(Problem details):
Each line shown below should be copied exactly.

(Listed records):

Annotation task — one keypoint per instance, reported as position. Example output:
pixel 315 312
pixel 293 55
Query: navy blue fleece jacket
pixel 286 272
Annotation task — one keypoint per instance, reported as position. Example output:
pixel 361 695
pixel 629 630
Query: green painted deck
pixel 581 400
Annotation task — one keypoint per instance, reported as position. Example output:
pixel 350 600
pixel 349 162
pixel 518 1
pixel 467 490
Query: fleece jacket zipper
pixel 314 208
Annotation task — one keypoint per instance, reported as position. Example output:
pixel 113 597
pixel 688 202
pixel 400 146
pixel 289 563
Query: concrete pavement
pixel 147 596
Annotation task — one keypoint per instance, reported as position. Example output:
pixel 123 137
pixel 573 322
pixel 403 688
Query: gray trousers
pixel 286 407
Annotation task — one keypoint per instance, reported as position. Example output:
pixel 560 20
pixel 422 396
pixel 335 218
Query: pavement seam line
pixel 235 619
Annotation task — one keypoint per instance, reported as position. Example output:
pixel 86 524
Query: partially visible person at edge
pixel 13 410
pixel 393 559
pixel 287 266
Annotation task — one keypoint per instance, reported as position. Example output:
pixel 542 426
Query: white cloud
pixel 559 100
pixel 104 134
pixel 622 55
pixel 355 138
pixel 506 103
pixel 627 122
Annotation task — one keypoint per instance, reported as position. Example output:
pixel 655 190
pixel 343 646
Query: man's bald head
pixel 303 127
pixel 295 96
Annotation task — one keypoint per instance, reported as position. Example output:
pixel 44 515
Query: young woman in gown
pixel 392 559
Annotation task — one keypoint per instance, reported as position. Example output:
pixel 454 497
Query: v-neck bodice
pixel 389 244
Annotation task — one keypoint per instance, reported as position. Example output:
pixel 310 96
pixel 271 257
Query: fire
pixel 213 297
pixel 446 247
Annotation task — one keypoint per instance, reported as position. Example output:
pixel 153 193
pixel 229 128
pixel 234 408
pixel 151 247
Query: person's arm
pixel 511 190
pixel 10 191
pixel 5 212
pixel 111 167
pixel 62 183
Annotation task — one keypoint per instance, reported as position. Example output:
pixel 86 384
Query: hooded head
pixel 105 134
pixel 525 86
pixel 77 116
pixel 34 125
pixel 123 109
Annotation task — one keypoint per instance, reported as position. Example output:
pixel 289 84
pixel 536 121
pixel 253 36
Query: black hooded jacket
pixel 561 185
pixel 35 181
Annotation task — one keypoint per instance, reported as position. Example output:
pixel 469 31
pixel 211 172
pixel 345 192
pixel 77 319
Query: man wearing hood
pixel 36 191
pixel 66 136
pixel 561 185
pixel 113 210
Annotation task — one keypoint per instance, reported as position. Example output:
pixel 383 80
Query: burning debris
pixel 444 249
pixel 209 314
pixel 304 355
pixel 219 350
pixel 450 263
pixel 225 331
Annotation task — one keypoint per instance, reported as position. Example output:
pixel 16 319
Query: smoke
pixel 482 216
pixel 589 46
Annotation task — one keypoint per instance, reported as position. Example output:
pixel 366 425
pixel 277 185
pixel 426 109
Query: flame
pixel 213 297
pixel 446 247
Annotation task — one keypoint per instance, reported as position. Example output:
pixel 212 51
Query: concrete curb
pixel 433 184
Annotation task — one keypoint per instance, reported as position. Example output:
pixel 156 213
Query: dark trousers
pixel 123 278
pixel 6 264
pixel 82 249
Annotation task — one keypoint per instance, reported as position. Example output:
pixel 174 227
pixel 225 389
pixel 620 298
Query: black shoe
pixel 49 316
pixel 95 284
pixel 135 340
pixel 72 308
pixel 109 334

(Finished exercise):
Annotation task — one keypoint per instance, reported as position. Example output:
pixel 315 312
pixel 293 55
Query: navy blue fleece jacket
pixel 286 272
Annotation task — one keypoint per instance, reported as position. Example output:
pixel 361 695
pixel 629 630
Query: green painted deck
pixel 581 400
Annotation task — one keypoint per instance, reported as position. Example output:
pixel 350 600
pixel 349 162
pixel 518 1
pixel 467 490
Query: fleece jacket zipper
pixel 314 208
Annotation task — one keypoint per instance, reported as position. Example output:
pixel 113 597
pixel 688 202
pixel 400 146
pixel 289 563
Query: concrete pavement
pixel 147 596
Annotation task — one keypoint per instance, reported as position. Example output:
pixel 123 137
pixel 573 322
pixel 403 688
Query: gray trousers
pixel 286 407
Annotation task — one keypoint per instance, reported as position. Example output:
pixel 560 20
pixel 422 396
pixel 335 218
Query: pavement seam line
pixel 235 619
Annotation task — one keypoint per instance, reported as position. Example output:
pixel 86 524
Query: partially visible person at edge
pixel 13 410
pixel 393 559
pixel 287 266
Annotation task — one keypoint per instance, reported as position. Example output:
pixel 542 426
Query: white cloud
pixel 559 100
pixel 104 134
pixel 622 55
pixel 355 138
pixel 506 103
pixel 627 122
Annotation task — one keypoint per instance, reported as position. Example output:
pixel 655 190
pixel 343 646
Query: man's bald head
pixel 303 127
pixel 295 96
Annotation task — one keypoint per instance, reported as position. Example output:
pixel 44 515
Query: young woman in gown
pixel 392 559
Annotation task — one keypoint per instance, reported as position. Example output:
pixel 454 497
Query: v-neck bodice
pixel 389 244
Annotation task — one keypoint per instance, reported as position. Example output:
pixel 310 96
pixel 271 257
Query: fire
pixel 213 297
pixel 446 247
Annotation task — one keypoint per instance, reported as position. Example output:
pixel 153 193
pixel 229 128
pixel 234 408
pixel 151 247
Query: person's arm
pixel 511 190
pixel 10 191
pixel 5 212
pixel 111 167
pixel 62 183
Annotation task — one keypoint per instance, reported as position. Example output:
pixel 86 384
Query: hooded head
pixel 105 134
pixel 525 86
pixel 77 116
pixel 34 125
pixel 123 109
Annotation task — one keypoint per instance, reported as position. Example output:
pixel 289 84
pixel 536 121
pixel 253 36
Query: black hooded jacket
pixel 561 185
pixel 35 181
Annotation task — one keypoint per instance, reported as position. Example output:
pixel 469 31
pixel 211 172
pixel 345 192
pixel 77 319
Query: man wearing hood
pixel 36 191
pixel 66 136
pixel 561 185
pixel 113 210
Annotation task — one keypoint per instance, reported as position. Example output:
pixel 383 80
Query: burning debris
pixel 444 249
pixel 209 314
pixel 304 355
pixel 219 350
pixel 450 263
pixel 225 331
Annotation task — one keypoint per instance, reported as position. Example output:
pixel 16 319
Query: smoke
pixel 482 216
pixel 589 46
Annotation task — one keypoint per instance, reported as position. Example output:
pixel 366 425
pixel 277 185
pixel 426 109
Query: flame
pixel 213 297
pixel 446 247
Annotation task — one keypoint per instance, reported as position. Example output:
pixel 212 51
Query: concrete curb
pixel 433 184
Annotation task — one keypoint per instance, reported as position. Example output:
pixel 156 213
Query: dark trousers
pixel 123 278
pixel 6 264
pixel 82 249
Annotation task — one keypoint per instance, reported as position. Example output:
pixel 174 227
pixel 225 389
pixel 620 298
Query: black shoe
pixel 49 316
pixel 95 284
pixel 135 340
pixel 72 308
pixel 109 334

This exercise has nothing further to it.